## begin QUOTED TEXT
EXCLUSIVE: Fannie and Freddie’s Foreclosure Barons

EXCLUSIVE: Fannie and Freddie’s Foreclosure Barons


How the federal housing agencies—and some of the biggest bailed-out banks—are helping shady lawyers make millions by pushing families out of their homes.

— By Andy Kroll

Wed Aug. 4, 2010 12:01 AM PDT

LATE ONE NIGHT IN February 2009, Ariane Ice sat poring over records on the website of Florida’s Palm Beach County. She’d been at it for weeks, forsaking sleep to sift through thousands of legal documents. She and her husband, Tom, an attorney, ran a boutique foreclosure defense firm called Ice Legal. (Slogan: “Your home is your castle. Defend it.”) Now they were up against one of Florida’s biggest foreclosure law firms: Founded by multimillionaire attorney David J. Stern, it controlled one-fifth of the state’s booming market in foreclosure-related services. Ice had a strong hunch that Stern’s operation was up to something, and that night she found her smoking gun.

It involved something called an “assignment of mortgage,” the document that certifies who owns the property and is thus entitled to foreclose on it. Especially these days, the assignment is key evidence in a foreclosure case: With so many loans having been bought, sold, securitized, and traded, establishing who owns the mortgage is hardly a trivial matter. It frequently requires months of sleuthing in order to untangle the web of banks, brokers, and investors, among others. By law, a firm must execute (complete, sign, and notarize) an assignment before attempting to seize somebody’s home.

A Florida notary’s stamp is valid for four years, and its expiration date is visible on the imprint. But here in front of Ice were dozens of assignments notarized with stamps that hadn’t even existed until months—in some cases nearly a year—after the foreclosures were filed. Which meant Stern’s people were foreclosing first and doing their legal paperwork later. In effect, it also meant they were lying to the court—an act that could get a lawyer disbarred or even prosecuted. “There’s no question that it’s pervasive,” says Tom Ice of the backdated documents—nearly two dozen of which were verified by Mother Jones. “We’ve found tons of them.”

This all might seem like a legal technicality, but it’s not. The faster a foreclosure moves, the more difficult it is for a homeowner to fight it—even if the case was filed in error. In March, upon discovering that Stern’s firm had fudged an assignment of mortgage in another case, a judge in central Florida’s Pasco County dismissed the case with prejudice—an unusually harsh ruling that means it can never again be refiled. “The execution date and notarial date,” she wrote in a blunt ruling, “were fraudulently backdated, in a purposeful, intentional effort to mislead the defendant and this court.”
## end QUOTED TEXT
## begin RAW DATA
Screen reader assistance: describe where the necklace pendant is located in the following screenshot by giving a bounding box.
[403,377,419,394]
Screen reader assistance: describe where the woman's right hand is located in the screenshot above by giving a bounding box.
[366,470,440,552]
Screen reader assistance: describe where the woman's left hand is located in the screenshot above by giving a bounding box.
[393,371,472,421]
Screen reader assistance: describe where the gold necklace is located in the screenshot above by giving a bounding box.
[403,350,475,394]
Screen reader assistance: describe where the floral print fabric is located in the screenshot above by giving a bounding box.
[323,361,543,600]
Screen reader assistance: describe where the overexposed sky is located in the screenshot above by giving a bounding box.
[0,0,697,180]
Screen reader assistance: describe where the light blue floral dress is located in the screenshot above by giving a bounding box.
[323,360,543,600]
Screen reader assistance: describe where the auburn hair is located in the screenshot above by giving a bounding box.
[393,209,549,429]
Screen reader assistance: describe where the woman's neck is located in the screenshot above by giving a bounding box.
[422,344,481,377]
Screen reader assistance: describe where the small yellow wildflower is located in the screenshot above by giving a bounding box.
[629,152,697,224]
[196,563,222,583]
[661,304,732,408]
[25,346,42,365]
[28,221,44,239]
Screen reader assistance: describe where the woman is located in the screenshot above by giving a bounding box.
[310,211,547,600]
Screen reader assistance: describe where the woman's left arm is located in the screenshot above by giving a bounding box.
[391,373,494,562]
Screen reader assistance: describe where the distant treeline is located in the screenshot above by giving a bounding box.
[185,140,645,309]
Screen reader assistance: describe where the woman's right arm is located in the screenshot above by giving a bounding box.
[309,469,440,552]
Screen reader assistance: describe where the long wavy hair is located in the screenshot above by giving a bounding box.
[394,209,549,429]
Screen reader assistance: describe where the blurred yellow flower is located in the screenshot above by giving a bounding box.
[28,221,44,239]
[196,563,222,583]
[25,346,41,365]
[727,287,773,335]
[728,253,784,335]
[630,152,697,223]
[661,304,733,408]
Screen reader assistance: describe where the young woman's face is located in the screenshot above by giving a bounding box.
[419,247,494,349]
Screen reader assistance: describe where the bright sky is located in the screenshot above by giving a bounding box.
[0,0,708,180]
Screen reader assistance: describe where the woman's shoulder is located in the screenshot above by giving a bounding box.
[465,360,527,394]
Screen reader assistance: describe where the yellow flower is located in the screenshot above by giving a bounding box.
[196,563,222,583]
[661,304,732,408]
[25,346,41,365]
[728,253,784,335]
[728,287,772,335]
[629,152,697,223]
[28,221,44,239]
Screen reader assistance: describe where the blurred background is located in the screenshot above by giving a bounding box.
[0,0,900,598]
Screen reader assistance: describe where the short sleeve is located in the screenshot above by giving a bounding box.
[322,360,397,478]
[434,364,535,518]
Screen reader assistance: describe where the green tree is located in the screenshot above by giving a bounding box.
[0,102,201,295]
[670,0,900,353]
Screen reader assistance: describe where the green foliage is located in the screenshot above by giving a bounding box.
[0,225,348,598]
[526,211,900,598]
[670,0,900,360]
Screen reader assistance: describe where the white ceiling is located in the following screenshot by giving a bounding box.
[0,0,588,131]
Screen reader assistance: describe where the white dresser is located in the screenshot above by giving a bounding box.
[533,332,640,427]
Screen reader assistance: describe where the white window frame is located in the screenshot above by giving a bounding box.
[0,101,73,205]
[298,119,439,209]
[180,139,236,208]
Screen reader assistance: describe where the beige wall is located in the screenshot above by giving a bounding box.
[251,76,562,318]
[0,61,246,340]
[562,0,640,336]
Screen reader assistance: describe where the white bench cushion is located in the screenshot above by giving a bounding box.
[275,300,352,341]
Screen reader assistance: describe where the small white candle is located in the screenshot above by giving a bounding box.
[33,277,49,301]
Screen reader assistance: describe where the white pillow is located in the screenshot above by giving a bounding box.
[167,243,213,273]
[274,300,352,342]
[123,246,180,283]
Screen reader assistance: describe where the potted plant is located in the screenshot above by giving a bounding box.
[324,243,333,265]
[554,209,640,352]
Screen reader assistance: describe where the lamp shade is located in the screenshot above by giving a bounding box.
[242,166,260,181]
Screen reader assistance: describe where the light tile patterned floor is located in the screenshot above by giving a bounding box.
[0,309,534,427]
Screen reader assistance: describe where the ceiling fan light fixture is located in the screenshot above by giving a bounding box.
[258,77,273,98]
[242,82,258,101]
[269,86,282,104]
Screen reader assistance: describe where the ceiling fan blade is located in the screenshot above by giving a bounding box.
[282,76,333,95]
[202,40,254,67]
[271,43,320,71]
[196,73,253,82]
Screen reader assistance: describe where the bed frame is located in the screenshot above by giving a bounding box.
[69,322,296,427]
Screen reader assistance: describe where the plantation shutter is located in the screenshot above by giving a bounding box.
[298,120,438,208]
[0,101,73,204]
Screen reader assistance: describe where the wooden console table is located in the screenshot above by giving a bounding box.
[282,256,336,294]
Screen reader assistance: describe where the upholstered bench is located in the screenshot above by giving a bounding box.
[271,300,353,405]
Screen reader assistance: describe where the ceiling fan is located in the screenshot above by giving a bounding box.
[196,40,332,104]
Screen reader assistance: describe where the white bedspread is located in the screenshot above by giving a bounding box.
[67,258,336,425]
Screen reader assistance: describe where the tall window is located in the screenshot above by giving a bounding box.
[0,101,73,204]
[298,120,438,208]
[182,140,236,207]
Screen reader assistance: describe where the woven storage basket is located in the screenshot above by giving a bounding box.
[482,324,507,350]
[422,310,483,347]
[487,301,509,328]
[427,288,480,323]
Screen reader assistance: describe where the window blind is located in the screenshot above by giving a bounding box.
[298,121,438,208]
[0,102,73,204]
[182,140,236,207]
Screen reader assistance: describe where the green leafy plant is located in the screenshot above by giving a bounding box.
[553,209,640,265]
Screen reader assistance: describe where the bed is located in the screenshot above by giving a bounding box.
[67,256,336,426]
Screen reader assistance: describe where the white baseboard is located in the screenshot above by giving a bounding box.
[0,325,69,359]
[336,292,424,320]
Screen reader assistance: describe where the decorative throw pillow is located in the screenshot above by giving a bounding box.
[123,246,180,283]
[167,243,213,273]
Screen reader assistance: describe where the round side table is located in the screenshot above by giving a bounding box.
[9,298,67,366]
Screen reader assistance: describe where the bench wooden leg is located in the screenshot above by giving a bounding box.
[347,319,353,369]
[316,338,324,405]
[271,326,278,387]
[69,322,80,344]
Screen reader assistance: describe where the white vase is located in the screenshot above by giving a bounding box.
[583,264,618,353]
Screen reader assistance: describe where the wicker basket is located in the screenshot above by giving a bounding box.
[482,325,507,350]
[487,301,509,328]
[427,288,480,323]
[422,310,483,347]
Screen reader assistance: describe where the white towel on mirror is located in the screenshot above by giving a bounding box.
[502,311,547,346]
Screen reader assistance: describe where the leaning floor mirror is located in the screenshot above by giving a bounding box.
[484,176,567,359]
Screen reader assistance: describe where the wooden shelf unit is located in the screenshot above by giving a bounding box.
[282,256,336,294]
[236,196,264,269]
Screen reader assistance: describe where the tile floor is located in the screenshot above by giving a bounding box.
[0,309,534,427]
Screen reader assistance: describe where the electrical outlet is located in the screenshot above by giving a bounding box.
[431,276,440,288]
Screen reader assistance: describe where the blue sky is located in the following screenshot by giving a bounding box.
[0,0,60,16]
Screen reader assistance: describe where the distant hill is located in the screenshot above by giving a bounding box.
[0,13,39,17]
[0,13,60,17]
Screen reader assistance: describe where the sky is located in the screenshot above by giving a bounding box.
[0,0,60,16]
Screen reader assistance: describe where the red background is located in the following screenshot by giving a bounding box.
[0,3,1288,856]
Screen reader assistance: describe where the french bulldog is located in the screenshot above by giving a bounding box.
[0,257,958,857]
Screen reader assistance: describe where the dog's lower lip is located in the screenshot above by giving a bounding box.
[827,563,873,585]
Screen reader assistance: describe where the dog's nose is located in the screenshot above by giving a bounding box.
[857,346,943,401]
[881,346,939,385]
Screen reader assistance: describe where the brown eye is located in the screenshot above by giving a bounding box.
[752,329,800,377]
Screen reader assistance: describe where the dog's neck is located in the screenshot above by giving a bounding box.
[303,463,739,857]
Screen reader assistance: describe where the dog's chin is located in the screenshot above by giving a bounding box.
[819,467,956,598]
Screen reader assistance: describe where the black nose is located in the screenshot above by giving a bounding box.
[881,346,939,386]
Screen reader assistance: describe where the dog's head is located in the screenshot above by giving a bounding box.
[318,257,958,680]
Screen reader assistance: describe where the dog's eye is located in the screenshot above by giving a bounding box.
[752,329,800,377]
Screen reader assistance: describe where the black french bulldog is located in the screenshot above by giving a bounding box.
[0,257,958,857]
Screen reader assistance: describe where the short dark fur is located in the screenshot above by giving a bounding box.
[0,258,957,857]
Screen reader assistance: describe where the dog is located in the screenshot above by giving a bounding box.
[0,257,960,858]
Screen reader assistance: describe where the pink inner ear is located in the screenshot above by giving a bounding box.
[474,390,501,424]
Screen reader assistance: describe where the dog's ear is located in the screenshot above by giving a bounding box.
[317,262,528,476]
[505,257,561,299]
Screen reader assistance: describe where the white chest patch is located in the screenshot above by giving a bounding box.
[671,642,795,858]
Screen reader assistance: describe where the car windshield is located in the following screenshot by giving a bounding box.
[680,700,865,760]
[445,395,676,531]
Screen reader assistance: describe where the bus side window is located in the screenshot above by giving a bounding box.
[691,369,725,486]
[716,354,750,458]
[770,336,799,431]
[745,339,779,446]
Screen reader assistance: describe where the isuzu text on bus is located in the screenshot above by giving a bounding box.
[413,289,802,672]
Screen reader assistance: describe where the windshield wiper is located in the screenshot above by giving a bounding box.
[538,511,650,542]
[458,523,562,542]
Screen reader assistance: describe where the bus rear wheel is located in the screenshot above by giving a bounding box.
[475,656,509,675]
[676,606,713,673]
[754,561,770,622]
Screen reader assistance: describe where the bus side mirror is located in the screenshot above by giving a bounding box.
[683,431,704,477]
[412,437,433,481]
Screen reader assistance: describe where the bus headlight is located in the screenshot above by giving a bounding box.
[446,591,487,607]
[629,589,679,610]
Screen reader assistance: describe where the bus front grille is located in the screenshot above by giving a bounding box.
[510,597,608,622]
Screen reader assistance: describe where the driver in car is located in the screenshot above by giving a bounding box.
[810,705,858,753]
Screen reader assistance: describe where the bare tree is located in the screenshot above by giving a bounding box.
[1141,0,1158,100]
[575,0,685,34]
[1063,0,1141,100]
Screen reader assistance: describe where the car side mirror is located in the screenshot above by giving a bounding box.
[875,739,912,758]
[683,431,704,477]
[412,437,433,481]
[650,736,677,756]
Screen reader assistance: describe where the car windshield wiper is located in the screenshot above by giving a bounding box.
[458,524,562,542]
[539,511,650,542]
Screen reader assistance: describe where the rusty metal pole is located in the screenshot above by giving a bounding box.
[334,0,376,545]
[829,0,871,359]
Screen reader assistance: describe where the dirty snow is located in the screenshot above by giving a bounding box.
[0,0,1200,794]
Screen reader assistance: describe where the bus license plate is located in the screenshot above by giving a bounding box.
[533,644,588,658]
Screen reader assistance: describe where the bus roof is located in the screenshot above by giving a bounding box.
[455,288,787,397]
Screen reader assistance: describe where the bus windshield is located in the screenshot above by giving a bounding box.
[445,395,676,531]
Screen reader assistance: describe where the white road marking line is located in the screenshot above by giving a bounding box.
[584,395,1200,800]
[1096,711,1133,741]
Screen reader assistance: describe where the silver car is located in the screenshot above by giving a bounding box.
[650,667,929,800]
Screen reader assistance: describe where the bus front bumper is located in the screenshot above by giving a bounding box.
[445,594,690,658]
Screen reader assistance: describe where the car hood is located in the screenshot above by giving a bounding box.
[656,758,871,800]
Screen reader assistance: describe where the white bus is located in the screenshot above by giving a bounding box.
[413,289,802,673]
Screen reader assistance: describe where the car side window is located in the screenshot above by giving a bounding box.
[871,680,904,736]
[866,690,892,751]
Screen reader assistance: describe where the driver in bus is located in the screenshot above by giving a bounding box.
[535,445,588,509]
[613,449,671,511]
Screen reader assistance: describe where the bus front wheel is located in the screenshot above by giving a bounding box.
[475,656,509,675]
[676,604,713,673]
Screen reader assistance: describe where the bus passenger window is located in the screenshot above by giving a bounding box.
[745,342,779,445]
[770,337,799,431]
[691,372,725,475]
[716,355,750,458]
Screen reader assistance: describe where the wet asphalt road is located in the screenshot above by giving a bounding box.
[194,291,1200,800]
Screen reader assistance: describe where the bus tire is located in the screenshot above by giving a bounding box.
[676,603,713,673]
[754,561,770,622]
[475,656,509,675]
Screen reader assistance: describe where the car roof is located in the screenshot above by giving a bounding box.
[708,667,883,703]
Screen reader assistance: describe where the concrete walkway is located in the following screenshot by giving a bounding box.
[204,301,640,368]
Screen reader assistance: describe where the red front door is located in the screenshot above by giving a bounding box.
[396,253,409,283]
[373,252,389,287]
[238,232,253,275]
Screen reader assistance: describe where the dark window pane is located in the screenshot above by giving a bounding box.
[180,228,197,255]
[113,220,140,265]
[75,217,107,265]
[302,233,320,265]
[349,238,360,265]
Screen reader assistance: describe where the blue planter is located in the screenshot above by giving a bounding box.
## end RAW DATA
**TASKS TO CARRY OUT**
1. List every person named in the article on foreclosure law firms, including the writer in its byline.
2. Carry on the article about foreclosure law firms from its final paragraph onward.
The data bear no relation to the article on foreclosure law firms.

**EXPECTED ANSWERS**
1. Andy Kroll, Ariane Ice, Tom Ice, David J. Stern

2.
Stern has made a fortune foreclosing on homeowners. He owns a $15 million mansion, four Ferraris, and a 130-foot yacht.

More often than not in uncontested cases, missing or problematic documents simply go overlooked. In Florida, where foreclosure cases must go before a judge (some states handle them as a bureaucratic matter), dwindling budgets and soaring caseloads have overwhelmed local courts. Last year, the foreclosure dockets of Lee County in southwest Florida became so clogged that the court initiated rapid-fire hearings lasting less than 20 seconds per case—”the rocket docket,” attorneys called it. In Broward County, the epicenter of America’s housing bust, the courthouse recently began holding foreclosure hearings in a hallway, a scene that local attorneys call the “new Broward Zoo.” “The judges are so swamped with this stuff that they just don’t pay attention,” says Margery Golant, a veteran Florida foreclosure defense lawyer. “They just rubber-stamp them.”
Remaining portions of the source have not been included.